--- TASK BRIEF ---
Reproduce the items below word for word, keeping every line as it stands.
** BEGIN RECORDS FOR THIS EXERCISE **
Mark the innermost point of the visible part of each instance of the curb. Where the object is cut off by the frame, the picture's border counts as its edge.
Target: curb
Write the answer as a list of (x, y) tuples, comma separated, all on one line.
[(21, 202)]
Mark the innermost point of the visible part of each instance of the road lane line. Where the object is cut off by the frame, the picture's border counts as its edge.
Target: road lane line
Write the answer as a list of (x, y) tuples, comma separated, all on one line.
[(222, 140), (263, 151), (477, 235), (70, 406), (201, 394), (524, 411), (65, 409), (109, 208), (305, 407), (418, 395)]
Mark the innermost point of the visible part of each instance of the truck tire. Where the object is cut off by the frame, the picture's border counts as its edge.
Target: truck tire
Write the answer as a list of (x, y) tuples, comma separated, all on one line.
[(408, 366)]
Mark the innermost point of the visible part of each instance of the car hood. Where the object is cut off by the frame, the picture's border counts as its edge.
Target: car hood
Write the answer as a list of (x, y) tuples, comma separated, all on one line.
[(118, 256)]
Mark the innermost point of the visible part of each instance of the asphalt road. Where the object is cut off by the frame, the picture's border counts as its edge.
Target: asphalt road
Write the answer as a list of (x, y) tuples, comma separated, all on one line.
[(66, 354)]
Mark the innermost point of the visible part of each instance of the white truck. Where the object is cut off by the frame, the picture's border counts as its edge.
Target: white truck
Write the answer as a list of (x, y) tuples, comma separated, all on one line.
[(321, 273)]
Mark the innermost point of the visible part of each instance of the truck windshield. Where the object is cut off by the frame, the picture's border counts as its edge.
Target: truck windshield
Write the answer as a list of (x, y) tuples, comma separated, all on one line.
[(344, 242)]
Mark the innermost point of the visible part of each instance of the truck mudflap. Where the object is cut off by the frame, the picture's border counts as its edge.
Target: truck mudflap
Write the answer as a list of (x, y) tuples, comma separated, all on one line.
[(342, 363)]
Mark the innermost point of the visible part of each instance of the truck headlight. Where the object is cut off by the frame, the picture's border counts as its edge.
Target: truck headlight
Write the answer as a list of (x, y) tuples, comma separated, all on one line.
** END RECORDS FOR THIS EXERCISE **
--- RESULT ---
Mark the innermost point of the visible part of each instance of the curb. Where the object is cut off by the frame, the picture's border counts as its edge.
Target: curb
Write the answer as a list of (x, y) tuples, comma separated, all on one line.
[(21, 202)]
Mark the innermost point of the visible part of each instance of the road lane line. Where the object is cut off by the frame, the picture's border counts as its edge.
Target: road lane line
Write the answer as a list of (x, y) tuples, comma separated, all on one line.
[(222, 140), (263, 151), (477, 235), (70, 406), (201, 394), (524, 411), (65, 409), (109, 208), (305, 407), (418, 395)]
Mark the innermost point of the visible part of each instance of the truck tire. Where the object is cut off by the frame, the picture's border counts as its edge.
Target: truck tire
Write the answer as a list of (x, y) tuples, comma separated, all on one line.
[(408, 366)]
Mark the innermost point of the visible part of each instance of the car hood. Where the object is cut off by the frame, the picture's border counts as its edge.
Target: car hood
Write the answer as a list of (x, y) tuples, comma separated, all on one line.
[(118, 256)]
Mark the innermost point of the visible part of each instance of the asphalt road. Where the object is cut off by the frame, the picture's border counts as its edge.
Target: asphalt road
Write the answer as a list of (x, y) tuples, comma separated, all on one line.
[(66, 354)]
Mark the innermost point of the visible part of each instance of the white truck. Where the object is cut off by the frame, the picture's border counts as its edge.
Target: white truck
Write the answer as a list of (x, y) tuples, comma separated, all on one line.
[(321, 273)]
Mark the innermost point of the visible part of each instance of the truck windshield. Where the object is cut off by the frame, the picture's border counts as its edge.
Target: truck windshield
Write the answer as a list of (x, y) tuples, comma separated, all on one line.
[(344, 242)]
Mark the innermost point of the visible part of each instance of the truck mudflap. Where the object is cut off by the frame, the picture's border counts as its edge.
Target: truck mudflap
Write the answer as a list of (x, y) tuples, comma separated, all on one line.
[(342, 363)]
Mark the innermost point of the visible part of each instance of the truck headlight. Where the object is cut off by the frame, the picture's border counts as its edge.
Target: truck headlight
Write the answer as a list of (x, y) tuples, comma separated, all on one line.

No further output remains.